--- PROBLEM DESCRIPTION ---
Pictures are to be omitted. Output only the lines from the one containing "Task: tag every instance of the mountain" through the end of the data, word for word.

--- SUPPLIED RECORDS ---
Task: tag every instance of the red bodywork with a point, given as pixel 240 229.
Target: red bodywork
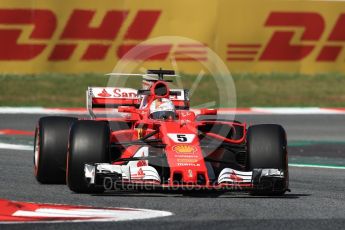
pixel 185 156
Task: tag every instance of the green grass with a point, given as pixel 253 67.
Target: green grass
pixel 265 90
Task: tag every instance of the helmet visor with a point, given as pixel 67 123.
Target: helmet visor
pixel 163 115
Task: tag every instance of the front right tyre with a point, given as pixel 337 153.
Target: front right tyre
pixel 267 149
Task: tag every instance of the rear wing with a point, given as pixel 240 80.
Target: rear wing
pixel 113 97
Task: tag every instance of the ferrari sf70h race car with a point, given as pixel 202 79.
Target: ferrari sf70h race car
pixel 157 141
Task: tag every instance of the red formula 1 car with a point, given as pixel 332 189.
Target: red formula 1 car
pixel 158 142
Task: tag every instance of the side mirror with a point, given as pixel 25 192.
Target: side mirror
pixel 208 112
pixel 126 109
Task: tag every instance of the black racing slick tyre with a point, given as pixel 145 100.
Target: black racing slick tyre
pixel 89 143
pixel 50 150
pixel 267 149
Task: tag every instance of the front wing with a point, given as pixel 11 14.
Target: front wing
pixel 113 177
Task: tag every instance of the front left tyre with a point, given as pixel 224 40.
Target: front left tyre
pixel 50 150
pixel 89 143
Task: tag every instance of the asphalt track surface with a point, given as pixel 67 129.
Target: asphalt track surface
pixel 316 200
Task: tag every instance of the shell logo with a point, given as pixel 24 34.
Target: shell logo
pixel 184 149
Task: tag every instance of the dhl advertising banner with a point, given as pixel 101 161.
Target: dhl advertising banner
pixel 249 36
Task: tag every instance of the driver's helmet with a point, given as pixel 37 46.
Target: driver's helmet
pixel 162 109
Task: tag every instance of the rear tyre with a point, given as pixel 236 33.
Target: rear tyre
pixel 267 148
pixel 50 150
pixel 89 143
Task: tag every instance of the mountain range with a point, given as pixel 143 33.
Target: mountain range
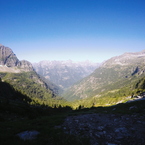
pixel 115 80
pixel 119 76
pixel 23 78
pixel 64 73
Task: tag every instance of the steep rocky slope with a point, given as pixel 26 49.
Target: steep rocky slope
pixel 21 75
pixel 64 73
pixel 114 74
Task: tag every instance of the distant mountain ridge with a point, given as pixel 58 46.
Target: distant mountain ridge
pixel 64 73
pixel 124 71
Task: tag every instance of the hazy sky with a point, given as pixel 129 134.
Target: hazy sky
pixel 72 29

--- RESPONSE ---
Task: tag every instance of the mountain range with a point, given as pixel 143 33.
Target: mountain range
pixel 115 80
pixel 119 76
pixel 23 78
pixel 64 73
Task: tag every instance of the steep rocky slope with a point, given as pixel 26 49.
Target: steep rocky slope
pixel 21 75
pixel 64 73
pixel 114 74
Task: tag every instance of the distant mountain ridge with a point, given as pixel 58 46.
Target: distant mountain ridge
pixel 64 73
pixel 124 71
Task: tag every instance of the hazy sky with a point, given as pixel 129 134.
Target: hazy sky
pixel 72 29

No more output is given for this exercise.